### What you are asked to do
Restate the data exactly as given and keep the pictures out.

—————

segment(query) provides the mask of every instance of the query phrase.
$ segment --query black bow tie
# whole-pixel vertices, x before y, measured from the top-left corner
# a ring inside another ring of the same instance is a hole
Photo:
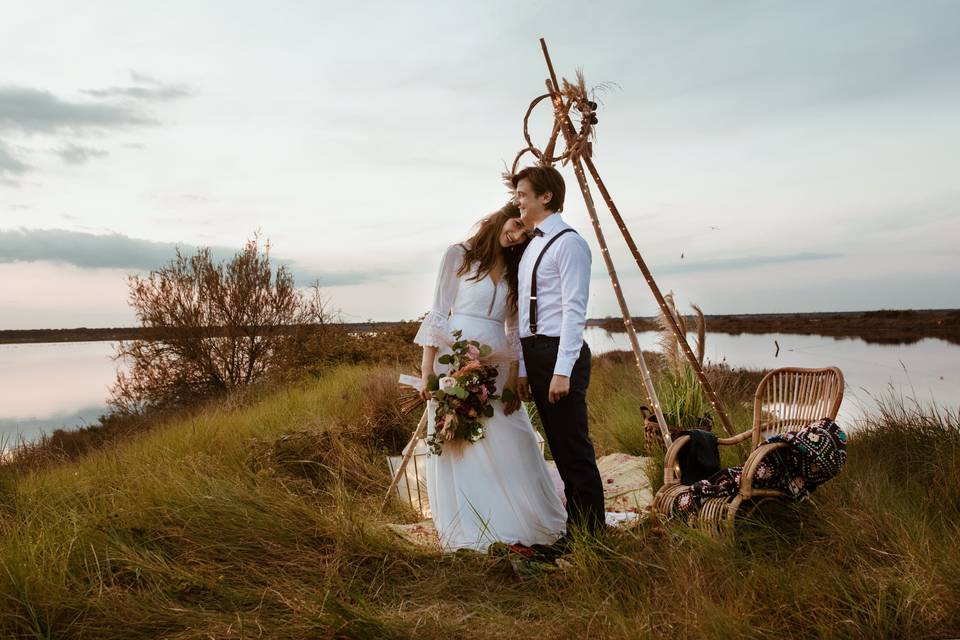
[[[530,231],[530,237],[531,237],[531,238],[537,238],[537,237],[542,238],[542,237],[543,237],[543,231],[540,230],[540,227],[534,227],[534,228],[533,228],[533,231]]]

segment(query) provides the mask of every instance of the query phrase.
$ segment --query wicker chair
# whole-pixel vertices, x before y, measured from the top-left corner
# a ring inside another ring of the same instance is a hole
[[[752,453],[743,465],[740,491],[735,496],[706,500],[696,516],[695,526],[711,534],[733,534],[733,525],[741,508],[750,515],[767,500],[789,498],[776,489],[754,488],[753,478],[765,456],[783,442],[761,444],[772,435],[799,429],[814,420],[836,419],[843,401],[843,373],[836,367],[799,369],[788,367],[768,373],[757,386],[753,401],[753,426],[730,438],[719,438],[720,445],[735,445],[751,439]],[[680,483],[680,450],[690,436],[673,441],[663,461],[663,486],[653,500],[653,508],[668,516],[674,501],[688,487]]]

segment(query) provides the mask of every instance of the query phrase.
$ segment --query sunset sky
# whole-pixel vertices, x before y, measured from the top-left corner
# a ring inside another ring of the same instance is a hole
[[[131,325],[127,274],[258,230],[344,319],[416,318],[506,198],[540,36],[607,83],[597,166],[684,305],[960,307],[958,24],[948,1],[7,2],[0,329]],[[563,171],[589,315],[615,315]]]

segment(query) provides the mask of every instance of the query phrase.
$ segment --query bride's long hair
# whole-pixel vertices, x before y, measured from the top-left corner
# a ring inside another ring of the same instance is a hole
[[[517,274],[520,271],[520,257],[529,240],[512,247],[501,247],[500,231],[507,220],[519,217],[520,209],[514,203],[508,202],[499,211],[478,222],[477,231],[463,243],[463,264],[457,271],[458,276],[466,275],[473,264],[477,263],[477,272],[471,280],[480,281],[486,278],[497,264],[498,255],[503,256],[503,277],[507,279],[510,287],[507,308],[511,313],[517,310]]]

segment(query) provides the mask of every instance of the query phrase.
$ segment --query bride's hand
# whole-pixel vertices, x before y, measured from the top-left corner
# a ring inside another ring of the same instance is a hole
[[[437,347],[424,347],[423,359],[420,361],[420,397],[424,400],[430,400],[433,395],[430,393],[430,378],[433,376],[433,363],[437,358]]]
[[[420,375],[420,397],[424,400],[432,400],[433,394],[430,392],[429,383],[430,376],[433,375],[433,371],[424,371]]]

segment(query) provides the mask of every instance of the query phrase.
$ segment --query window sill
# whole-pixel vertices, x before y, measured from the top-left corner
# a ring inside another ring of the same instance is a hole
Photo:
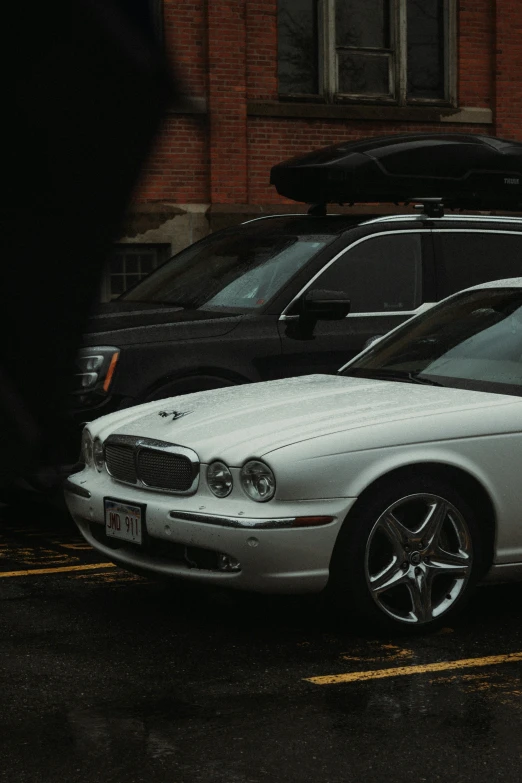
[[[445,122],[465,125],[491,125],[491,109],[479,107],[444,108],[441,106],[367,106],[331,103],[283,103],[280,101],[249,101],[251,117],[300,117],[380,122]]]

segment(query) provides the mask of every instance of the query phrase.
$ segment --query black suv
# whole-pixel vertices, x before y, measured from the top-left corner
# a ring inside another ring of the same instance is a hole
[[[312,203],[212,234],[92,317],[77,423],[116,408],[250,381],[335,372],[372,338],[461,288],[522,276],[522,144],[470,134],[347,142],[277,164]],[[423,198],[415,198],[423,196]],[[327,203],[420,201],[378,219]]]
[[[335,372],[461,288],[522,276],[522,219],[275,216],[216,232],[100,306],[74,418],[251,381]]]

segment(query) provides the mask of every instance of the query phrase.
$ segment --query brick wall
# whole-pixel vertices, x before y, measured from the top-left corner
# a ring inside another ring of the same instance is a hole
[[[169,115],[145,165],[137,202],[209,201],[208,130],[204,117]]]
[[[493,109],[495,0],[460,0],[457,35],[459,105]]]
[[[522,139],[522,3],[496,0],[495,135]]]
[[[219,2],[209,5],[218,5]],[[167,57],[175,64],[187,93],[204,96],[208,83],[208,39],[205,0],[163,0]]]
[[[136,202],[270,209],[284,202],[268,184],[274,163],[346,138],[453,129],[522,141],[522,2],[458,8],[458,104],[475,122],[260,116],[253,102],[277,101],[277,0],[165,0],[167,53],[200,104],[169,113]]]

—————

### Answer section
segment(query) provides the mask of every instance of the query phrase.
$ segment --query black bow tie
# whole-pixel vertices, x before y, measured from the top-left corner
# a ring inside another ring of the same instance is a hole
Photo:
[[[530,231],[530,237],[531,237],[531,238],[537,238],[537,237],[542,238],[542,237],[543,237],[543,231],[540,230],[540,227],[534,227],[534,228],[533,228],[533,231]]]

segment(query) provides the mask of every instance of the query phrase.
$ segment --query wicker chair
# whole-pixel vertices, x before y, measured from the top-left corner
# a ring inside another ring of the same instance is a hole
[[[752,453],[743,465],[740,491],[735,496],[706,500],[696,516],[695,526],[711,534],[733,534],[733,525],[741,508],[750,515],[767,500],[789,498],[776,489],[754,488],[753,478],[765,456],[783,442],[761,444],[772,435],[799,429],[814,420],[836,419],[843,401],[843,373],[836,367],[799,369],[788,367],[768,373],[757,386],[753,401],[753,426],[730,438],[719,438],[720,445],[735,445],[751,439]],[[680,483],[680,450],[690,436],[673,441],[663,461],[663,486],[653,500],[653,508],[668,516],[674,501],[688,487]]]

segment(query) provides the mask of every instance of the query phrase.
$ segment --query sunset sky
# whole-pixel vertices, x before y, measured from the top-left corner
# a ring inside another ring of the same instance is a hole
[[[131,325],[127,274],[258,230],[344,319],[416,318],[506,198],[540,36],[607,83],[597,166],[684,305],[960,307],[958,24],[948,1],[7,2],[0,329]],[[563,171],[589,315],[615,315]]]

segment(query) provides the mask of every instance of the query phrase.
$ segment --query bride's long hair
# whole-pixel vertices, x before y, measured from the top-left corner
# a ring inside another ring of the same instance is a hole
[[[517,274],[520,271],[520,257],[529,240],[512,247],[501,247],[500,231],[507,220],[519,217],[520,209],[514,203],[508,202],[499,211],[478,222],[477,231],[463,243],[463,264],[457,271],[458,276],[466,275],[473,264],[477,263],[477,272],[471,280],[480,281],[486,278],[497,264],[498,255],[503,256],[503,277],[507,279],[510,287],[507,308],[511,313],[517,310]]]

segment(query) provides the mask of every instance of the query phrase.
$ segment --query bride's hand
# whole-pixel vertices, x before y, measured from the top-left corner
# a ring inside another ring of the same instance is a hole
[[[437,347],[424,347],[423,359],[420,361],[420,397],[424,400],[430,400],[433,395],[430,393],[430,378],[433,376],[433,363],[437,358]]]
[[[420,375],[420,397],[424,400],[432,400],[433,394],[430,392],[429,383],[430,376],[433,375],[433,371],[424,371]]]

segment(query) provides the mask of every instance of the query phrase.
$ segment --query window sill
# whole-pixel vertices, x before y, measured from the top-left corner
# a ring inside another ring of the same instance is a hole
Photo:
[[[445,122],[465,125],[491,125],[491,109],[479,107],[444,108],[441,106],[367,106],[331,103],[283,103],[280,101],[249,101],[251,117],[300,117],[380,122]]]

segment(query) provides the mask of every instance of the query phrase.
$ segment --query black suv
# whole-pixel vertices, x before y, measured from the top-left corner
# a ring inside another ring of the same instance is a hole
[[[312,203],[212,234],[92,317],[77,423],[116,408],[250,381],[335,372],[372,338],[461,288],[522,276],[522,144],[470,134],[347,142],[277,164]],[[423,198],[415,198],[423,196]],[[327,203],[420,201],[378,219]]]
[[[335,372],[461,288],[522,276],[522,219],[275,216],[216,232],[100,306],[74,418],[251,381]]]

segment(query) provides the mask of every instance of the query phrase.
$ segment --query brick wall
# whole-pixel vertices, x before y, measured from the top-left corner
# a ring inside another ring of the same instance is a hole
[[[169,115],[145,165],[137,202],[209,201],[208,130],[204,117]]]
[[[493,109],[495,0],[460,0],[457,35],[459,105]]]
[[[522,139],[522,3],[496,0],[495,135]]]
[[[219,2],[209,5],[218,5]],[[167,57],[175,64],[187,93],[204,96],[208,83],[208,39],[205,0],[163,0]]]
[[[136,202],[270,209],[284,202],[268,184],[274,163],[346,138],[453,129],[522,141],[522,2],[458,8],[458,104],[475,122],[260,116],[253,102],[277,101],[277,0],[165,0],[167,53],[200,104],[169,113]]]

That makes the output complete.